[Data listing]
■ ■ ■
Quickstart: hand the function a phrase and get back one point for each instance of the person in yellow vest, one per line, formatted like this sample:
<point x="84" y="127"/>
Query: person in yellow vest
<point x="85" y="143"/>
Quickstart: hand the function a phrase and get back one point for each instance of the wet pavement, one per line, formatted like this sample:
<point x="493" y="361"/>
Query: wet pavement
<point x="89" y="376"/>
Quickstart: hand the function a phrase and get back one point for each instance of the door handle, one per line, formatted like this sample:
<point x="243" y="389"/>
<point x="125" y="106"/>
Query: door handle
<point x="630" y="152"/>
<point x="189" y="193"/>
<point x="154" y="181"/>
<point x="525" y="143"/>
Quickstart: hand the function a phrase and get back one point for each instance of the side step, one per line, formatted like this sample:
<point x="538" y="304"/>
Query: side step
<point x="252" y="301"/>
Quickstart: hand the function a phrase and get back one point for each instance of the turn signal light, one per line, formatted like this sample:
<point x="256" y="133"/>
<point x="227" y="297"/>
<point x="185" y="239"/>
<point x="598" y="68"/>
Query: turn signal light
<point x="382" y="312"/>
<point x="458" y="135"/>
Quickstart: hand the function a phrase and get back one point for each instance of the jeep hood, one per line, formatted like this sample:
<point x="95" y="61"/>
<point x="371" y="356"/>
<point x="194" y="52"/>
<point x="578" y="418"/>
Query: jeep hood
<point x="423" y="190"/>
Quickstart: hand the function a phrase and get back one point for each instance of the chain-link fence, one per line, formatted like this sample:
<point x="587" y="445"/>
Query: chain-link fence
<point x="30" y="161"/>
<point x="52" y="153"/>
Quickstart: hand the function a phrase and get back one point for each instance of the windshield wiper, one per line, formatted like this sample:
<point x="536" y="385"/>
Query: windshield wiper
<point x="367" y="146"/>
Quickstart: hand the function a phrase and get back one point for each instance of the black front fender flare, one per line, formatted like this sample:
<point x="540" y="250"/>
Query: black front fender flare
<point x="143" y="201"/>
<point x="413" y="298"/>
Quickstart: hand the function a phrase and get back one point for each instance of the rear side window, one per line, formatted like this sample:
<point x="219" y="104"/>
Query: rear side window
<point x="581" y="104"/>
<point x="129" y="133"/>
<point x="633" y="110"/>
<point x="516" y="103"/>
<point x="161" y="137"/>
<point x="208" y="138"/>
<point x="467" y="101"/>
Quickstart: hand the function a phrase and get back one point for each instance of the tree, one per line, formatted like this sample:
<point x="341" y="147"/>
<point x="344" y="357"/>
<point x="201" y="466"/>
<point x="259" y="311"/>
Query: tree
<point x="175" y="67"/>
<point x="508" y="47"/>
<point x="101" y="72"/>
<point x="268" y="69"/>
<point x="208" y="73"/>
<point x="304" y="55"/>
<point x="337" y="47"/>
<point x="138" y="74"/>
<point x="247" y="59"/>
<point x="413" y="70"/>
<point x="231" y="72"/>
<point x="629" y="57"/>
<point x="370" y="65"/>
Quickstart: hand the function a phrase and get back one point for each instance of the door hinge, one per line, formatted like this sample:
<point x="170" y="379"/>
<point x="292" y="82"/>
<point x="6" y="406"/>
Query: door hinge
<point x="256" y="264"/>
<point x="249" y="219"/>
■ ■ ■
> [Exercise goal] Output exactly the lines from the one containing "of the windshield" through the last line of the entries, both ends included.

> [Written solution]
Quickstart: hand the function a phrase and get back one point for each instance of the windshield wiper, one per line, formatted like this sample:
<point x="536" y="385"/>
Query: windshield wiper
<point x="367" y="146"/>
Quickstart: hand the function a phrase and get back one point for each instance of the black front fender flare, one per line, formatted like this sample:
<point x="540" y="250"/>
Query: black front fender flare
<point x="143" y="201"/>
<point x="413" y="298"/>
Quickstart: hand the function a phrase and get back one point for each instance of the rear side window, one per line, formatted like this sample:
<point x="219" y="104"/>
Query: rear side window
<point x="581" y="104"/>
<point x="129" y="133"/>
<point x="633" y="110"/>
<point x="516" y="103"/>
<point x="161" y="137"/>
<point x="208" y="138"/>
<point x="467" y="101"/>
Quickstart: hand the function a phrase and get back one point for each instance of the tree, one per line, formatted like this sample:
<point x="341" y="147"/>
<point x="344" y="357"/>
<point x="201" y="466"/>
<point x="259" y="311"/>
Query: tree
<point x="175" y="67"/>
<point x="508" y="47"/>
<point x="101" y="72"/>
<point x="268" y="69"/>
<point x="208" y="73"/>
<point x="304" y="55"/>
<point x="337" y="47"/>
<point x="138" y="74"/>
<point x="247" y="59"/>
<point x="413" y="70"/>
<point x="231" y="72"/>
<point x="629" y="57"/>
<point x="370" y="65"/>
Quickstart: hand the function a phrase and get back one point for each instance of the door hinge, one per line, formatted like this sample:
<point x="170" y="379"/>
<point x="292" y="82"/>
<point x="6" y="406"/>
Query: door hinge
<point x="256" y="264"/>
<point x="249" y="219"/>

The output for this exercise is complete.